Answer these from the Interbank Burundi profile:
(a) In what year was the bank founded?
(b) Which body licenses the bank?
(c) What market share did the bank hold as of April 2016?

(Reading passage)
-.-.-

Interbank Burundi
- Company type: Private
- Industry: Banking
- Founded: 1993
- Headquarters: 15 Avenue de l'Industrie, Bujumbura, Burundi
- Key people: Gaspard Sindayigaya (Chairman) Nadia Uwaliraye Uwineza (Chief Executive Officer)
- Products: Loans, Savings, Transaction account, Investments, Debit Cards, Credit Cards
- Revenue: BIF:3.7 billion (US$2.4 million) (2013)
- Total assets: BIF:304.56 billion (US$198 million) (2013)
- Website: www.interbankbdi.bi

= Interbank Burundi =

Commercial bank (founded 1993)

Interbank Burundi, often called Interbank, is a commercial bank in Burundi. It is licensed by the Bank of the Republic of Burundi, the national banking regulator.

The bank is a medium-sized financial services provider in Burundi, serving both individuals and businesses. As of April 2016, Interbank was the second largest commercial bank in Burundi, with a market-share of 25%. As of 31 December 2013, the bank's total assets were valued at (approx. US$198 million), with shareholders' equity of (approx. US$23.6 million).

-.-.-

(Rows)
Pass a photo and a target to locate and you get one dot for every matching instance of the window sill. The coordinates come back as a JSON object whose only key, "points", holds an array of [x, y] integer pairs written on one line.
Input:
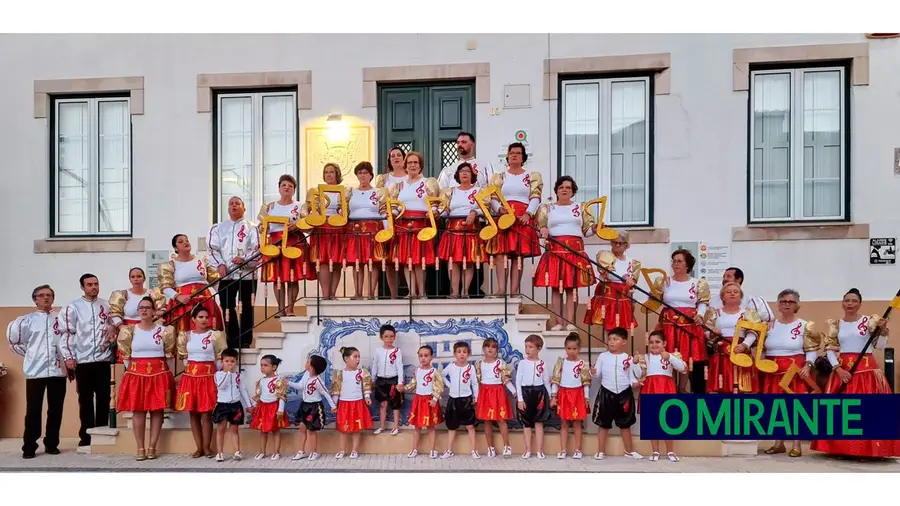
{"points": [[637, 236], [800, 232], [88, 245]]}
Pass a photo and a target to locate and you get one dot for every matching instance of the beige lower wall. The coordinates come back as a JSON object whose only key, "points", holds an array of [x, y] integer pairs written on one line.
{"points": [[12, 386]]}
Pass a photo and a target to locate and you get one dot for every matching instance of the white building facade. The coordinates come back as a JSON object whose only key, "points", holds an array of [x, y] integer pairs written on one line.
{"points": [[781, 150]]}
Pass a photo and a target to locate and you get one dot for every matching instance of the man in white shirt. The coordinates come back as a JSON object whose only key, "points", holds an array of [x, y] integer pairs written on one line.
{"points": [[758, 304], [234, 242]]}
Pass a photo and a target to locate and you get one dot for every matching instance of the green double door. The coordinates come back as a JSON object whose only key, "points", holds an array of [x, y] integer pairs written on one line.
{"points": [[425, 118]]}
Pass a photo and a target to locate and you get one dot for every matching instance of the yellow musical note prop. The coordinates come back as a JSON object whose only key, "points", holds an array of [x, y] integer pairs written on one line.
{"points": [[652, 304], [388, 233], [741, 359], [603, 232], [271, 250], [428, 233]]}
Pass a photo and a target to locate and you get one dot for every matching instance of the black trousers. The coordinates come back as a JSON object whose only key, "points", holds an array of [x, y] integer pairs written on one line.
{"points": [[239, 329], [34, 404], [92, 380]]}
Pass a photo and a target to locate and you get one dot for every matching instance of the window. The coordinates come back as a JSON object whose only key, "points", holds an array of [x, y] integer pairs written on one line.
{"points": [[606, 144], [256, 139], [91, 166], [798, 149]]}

-.-.-

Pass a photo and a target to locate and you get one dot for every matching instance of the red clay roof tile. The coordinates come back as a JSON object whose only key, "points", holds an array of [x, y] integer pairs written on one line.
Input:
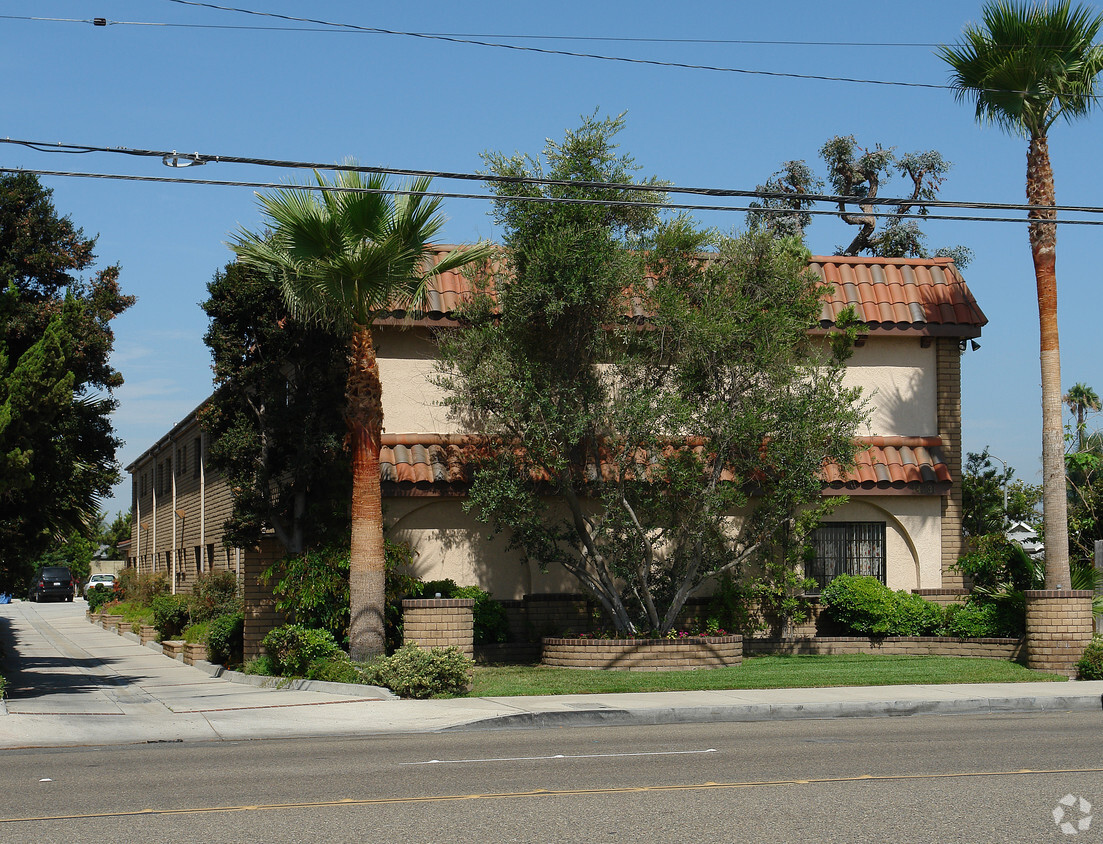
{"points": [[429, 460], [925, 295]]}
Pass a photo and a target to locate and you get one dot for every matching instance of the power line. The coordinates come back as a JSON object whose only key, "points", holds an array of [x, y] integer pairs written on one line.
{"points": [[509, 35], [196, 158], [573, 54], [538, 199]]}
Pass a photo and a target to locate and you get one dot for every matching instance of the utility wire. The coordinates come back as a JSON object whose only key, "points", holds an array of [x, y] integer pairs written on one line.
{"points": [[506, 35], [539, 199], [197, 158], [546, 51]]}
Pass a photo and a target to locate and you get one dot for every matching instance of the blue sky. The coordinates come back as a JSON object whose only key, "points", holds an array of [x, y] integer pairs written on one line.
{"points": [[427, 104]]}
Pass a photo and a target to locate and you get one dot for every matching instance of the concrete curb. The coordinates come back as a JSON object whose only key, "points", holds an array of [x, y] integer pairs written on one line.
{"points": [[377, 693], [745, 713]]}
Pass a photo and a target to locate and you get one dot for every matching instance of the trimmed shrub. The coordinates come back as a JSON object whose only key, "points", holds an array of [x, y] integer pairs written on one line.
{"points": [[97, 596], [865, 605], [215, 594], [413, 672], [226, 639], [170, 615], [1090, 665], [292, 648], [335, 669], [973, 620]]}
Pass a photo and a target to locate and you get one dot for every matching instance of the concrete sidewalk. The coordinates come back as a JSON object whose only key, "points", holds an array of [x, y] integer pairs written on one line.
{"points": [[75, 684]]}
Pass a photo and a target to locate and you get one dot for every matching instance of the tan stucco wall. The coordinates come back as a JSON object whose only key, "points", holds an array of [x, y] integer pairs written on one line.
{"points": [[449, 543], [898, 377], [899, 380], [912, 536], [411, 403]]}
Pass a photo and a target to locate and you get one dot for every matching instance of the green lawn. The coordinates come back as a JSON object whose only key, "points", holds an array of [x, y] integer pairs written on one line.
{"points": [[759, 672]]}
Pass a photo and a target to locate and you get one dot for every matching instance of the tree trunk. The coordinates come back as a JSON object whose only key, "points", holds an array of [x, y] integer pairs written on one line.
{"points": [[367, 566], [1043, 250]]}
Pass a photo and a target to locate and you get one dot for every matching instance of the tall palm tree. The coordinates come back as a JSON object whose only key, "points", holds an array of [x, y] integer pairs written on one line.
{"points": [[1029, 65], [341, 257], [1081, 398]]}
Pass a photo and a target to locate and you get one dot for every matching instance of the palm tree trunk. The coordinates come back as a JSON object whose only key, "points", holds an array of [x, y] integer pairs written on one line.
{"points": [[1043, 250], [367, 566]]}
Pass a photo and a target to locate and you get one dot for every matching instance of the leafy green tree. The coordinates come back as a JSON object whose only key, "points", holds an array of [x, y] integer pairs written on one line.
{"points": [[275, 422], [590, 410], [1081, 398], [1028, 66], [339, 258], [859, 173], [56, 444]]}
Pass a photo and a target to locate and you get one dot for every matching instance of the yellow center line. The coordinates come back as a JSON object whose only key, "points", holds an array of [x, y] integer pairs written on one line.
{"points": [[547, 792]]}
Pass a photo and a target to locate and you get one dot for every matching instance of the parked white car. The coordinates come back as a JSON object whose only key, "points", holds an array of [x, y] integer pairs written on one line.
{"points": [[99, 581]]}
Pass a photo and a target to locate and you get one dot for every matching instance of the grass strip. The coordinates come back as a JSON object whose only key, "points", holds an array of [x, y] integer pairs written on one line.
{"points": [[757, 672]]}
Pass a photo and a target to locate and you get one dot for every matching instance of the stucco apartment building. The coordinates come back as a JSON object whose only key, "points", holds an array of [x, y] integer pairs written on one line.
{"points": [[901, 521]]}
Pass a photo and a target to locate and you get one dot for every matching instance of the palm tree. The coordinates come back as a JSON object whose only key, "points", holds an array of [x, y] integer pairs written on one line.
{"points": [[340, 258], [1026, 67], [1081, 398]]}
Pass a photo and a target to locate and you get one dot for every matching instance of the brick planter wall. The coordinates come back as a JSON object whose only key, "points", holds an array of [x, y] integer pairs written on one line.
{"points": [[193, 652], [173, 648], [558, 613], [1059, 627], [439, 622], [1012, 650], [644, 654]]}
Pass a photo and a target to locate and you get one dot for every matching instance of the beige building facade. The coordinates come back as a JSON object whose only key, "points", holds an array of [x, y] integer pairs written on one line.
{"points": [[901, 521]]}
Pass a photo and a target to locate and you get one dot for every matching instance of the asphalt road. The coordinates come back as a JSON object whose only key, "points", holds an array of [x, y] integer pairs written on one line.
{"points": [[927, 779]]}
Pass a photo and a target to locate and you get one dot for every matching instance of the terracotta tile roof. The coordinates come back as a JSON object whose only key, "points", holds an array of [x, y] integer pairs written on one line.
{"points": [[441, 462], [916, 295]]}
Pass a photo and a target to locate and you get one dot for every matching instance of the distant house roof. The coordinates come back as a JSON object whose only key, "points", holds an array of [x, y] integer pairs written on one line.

-.-.-

(The result)
(a) 1993
(b) The Bank of the Republic of Burundi
(c) 25%